## [What you will do]
Rewrite the lines below as a numbered list, omitting any blank lines.

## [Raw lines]
════════════════════

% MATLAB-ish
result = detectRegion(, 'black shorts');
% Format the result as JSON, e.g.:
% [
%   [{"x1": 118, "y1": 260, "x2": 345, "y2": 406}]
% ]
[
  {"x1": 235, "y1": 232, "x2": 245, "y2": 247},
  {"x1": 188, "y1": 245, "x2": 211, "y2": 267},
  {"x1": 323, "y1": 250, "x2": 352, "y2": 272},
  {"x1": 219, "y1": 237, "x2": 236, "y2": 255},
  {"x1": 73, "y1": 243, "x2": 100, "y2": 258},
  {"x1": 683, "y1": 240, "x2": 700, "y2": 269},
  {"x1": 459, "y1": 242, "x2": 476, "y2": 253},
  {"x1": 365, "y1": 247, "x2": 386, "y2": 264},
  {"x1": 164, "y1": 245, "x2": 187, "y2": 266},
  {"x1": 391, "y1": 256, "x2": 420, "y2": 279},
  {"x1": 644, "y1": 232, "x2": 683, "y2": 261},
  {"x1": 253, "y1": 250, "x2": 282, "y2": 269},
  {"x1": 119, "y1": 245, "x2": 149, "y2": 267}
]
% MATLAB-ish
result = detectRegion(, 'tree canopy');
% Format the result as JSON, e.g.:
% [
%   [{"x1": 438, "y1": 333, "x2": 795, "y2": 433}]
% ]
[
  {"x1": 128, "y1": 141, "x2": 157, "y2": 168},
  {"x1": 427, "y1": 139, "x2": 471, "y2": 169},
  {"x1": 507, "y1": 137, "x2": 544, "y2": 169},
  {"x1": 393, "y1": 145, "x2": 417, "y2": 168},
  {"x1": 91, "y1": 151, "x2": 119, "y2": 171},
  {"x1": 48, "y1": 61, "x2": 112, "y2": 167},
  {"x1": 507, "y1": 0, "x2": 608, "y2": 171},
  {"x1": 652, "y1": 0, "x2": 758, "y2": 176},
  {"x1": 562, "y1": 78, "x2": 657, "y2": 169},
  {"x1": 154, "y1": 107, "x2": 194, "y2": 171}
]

════════════════════

## [Solved problem]
1. % MATLAB-ish
2. result = detectRegion(, 'black shorts');
3. % Format the result as JSON, e.g.:
4. % [
5. %   [{"x1": 118, "y1": 260, "x2": 345, "y2": 406}]
6. % ]
7. [
8.   {"x1": 235, "y1": 232, "x2": 245, "y2": 247},
9.   {"x1": 188, "y1": 245, "x2": 211, "y2": 267},
10.   {"x1": 323, "y1": 250, "x2": 352, "y2": 272},
11.   {"x1": 219, "y1": 237, "x2": 236, "y2": 255},
12.   {"x1": 73, "y1": 243, "x2": 100, "y2": 258},
13.   {"x1": 683, "y1": 240, "x2": 700, "y2": 269},
14.   {"x1": 459, "y1": 242, "x2": 476, "y2": 253},
15.   {"x1": 365, "y1": 247, "x2": 386, "y2": 264},
16.   {"x1": 164, "y1": 245, "x2": 187, "y2": 266},
17.   {"x1": 391, "y1": 256, "x2": 420, "y2": 279},
18.   {"x1": 644, "y1": 232, "x2": 683, "y2": 261},
19.   {"x1": 253, "y1": 250, "x2": 282, "y2": 269},
20.   {"x1": 119, "y1": 245, "x2": 149, "y2": 267}
21. ]
22. % MATLAB-ish
23. result = detectRegion(, 'tree canopy');
24. % Format the result as JSON, e.g.:
25. % [
26. %   [{"x1": 438, "y1": 333, "x2": 795, "y2": 433}]
27. % ]
28. [
29.   {"x1": 128, "y1": 141, "x2": 157, "y2": 168},
30.   {"x1": 427, "y1": 139, "x2": 471, "y2": 169},
31.   {"x1": 507, "y1": 137, "x2": 544, "y2": 169},
32.   {"x1": 393, "y1": 145, "x2": 417, "y2": 168},
33.   {"x1": 91, "y1": 151, "x2": 119, "y2": 171},
34.   {"x1": 48, "y1": 61, "x2": 112, "y2": 167},
35.   {"x1": 507, "y1": 0, "x2": 608, "y2": 171},
36.   {"x1": 652, "y1": 0, "x2": 758, "y2": 176},
37.   {"x1": 562, "y1": 78, "x2": 657, "y2": 169},
38.   {"x1": 154, "y1": 107, "x2": 194, "y2": 171}
39. ]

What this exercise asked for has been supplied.